In the entries that follow, how many lines contain "white"? Answer with the number only.

Image-grounded pointing data:

+++

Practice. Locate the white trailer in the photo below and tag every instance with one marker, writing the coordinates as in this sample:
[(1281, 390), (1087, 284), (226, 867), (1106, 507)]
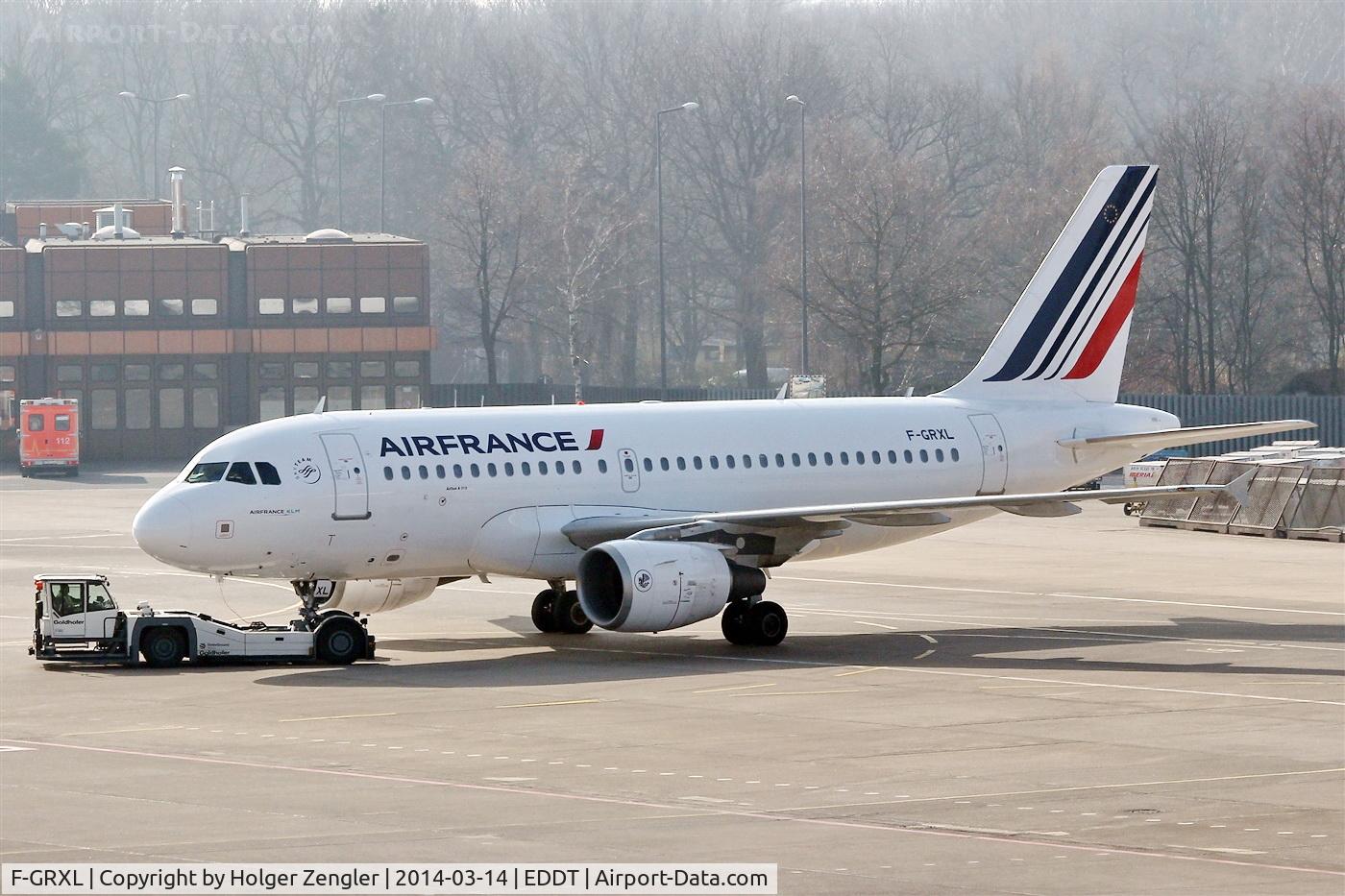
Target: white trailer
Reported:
[(77, 620)]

+++

» **RESULT OF THIS EXERCISE**
2